> **Document section**
######

Eulogies are, in fact, very Third Metric. But while it's not hard to live a life that includes the Third Metric, it's very easy not to. It's easy to let ourselves get consumed by our work. It's easy to allow professional obligations to overwhelm us, and to forget the things and the people that truly sustain us. It's easy to let technology wrap us in a perpetually harried, stressed-out existence. It's easy, in effect, to miss the real point of our lives even as we're living them. Until we're no longer alive. A eulogy is often the first formal marking down of what our lives were about—the foundational document of our legacy. It is how people remember us and how we live on in the minds and hearts of others. And it is very telling what we don't hear in eulogies. We almost never hear things like:
"The crowning achievement of his life was when he made senior vice president."
"He increased market share for his company multiple times during his tenure."
"She never stopped working. She ate lunch at her desk. Every day."
"He never made it to his kid's Little League games because he always had to go over those figures one more time."
"While she didn't have any real friends, she had six hundred Facebook friends, and she dealt with every email in her in-box every night."
"His PowerPoint slides were always meticulously prepared."
Our eulogies are always about the other stuff: what we gave, how we connected, how much we meant to our family and friends, small kindnesses, lifelong passions, and the things that made us laugh.
So why do we spend so much of our limited time on this earth focusing on all the things our eulogy will never cover?
"Eulogies aren't résumés," David Brooks wrote. "They describe the person's care, wisdom, truthfulness and courage. They describe the million little moral judgments that emanate from that inner region."
And yet we spend so much time and effort and energy on those résumé entries—entries that lose all significance as soon as our heart stops beating. Even for those who die with amazing Wikipedia entries, whose lives were synonymous with accomplishment and achievement, their eulogies focus mostly on what they did when they weren't achieving and succeeding. They aren't bound by our current, broken definition of success. Look at Steve Jobs, a man whose life, at least as the public saw it, was about creating things—things that were, yes, amazing and game changing. But when his sister, Mona Simpson, rose to honor him at his memorial service, that's not what she focused on.

######

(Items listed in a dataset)
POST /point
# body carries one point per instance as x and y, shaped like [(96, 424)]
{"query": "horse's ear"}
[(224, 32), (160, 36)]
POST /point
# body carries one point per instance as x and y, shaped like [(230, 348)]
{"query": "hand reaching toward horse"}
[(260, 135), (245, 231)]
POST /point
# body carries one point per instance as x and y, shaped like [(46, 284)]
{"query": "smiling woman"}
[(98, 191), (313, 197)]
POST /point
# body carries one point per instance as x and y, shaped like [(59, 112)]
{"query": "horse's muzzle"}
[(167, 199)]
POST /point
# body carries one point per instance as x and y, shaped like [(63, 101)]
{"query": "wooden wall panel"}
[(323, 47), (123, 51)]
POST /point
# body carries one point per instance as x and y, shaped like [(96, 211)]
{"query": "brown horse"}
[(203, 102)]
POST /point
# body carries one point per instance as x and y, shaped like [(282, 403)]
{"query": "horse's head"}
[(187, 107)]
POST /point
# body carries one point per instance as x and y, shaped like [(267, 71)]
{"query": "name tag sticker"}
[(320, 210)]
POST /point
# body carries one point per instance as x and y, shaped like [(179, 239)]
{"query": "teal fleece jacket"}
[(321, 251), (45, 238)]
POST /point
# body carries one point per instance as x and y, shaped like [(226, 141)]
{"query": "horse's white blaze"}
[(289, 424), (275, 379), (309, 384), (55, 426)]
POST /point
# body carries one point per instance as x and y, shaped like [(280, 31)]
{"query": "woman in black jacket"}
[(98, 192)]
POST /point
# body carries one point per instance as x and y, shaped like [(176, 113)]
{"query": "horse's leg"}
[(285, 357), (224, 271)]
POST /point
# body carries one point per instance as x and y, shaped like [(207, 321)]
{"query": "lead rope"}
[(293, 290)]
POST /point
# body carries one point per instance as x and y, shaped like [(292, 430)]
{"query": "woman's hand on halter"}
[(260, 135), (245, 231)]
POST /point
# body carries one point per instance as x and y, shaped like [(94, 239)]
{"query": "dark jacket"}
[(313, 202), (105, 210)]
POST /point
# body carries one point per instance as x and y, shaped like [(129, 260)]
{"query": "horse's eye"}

######

> **Task A**
Using the eulogy passage, can you answer these?
(i) What does the passage say a eulogy is often the first formal marking down of?
(ii) Who wrote that "Eulogies aren't résumés"?
(iii) Who rose to honor Steve Jobs at his memorial service?
> **Task B**
Print the part of the eulogy passage starting at "And yet we spend" and ending at "she focused on.".

> **Result A**
(i) What our lives were about
(ii) David Brooks
(iii) His sister, Mona Simpson

> **Result B**
And yet we spend so much time and effort and energy on those résumé entries—entries that lose all significance as soon as our heart stops beating. Even for those who die with amazing Wikipedia entries, whose lives were synonymous with accomplishment and achievement, their eulogies focus mostly on what they did when they weren't achieving and succeeding. They aren't bound by our current, broken definition of success. Look at Steve Jobs, a man whose life, at least as the public saw it, was about creating things—things that were, yes, amazing and game changing. But when his sister, Mona Simpson, rose to honor him at his memorial service, that's not what she focused on.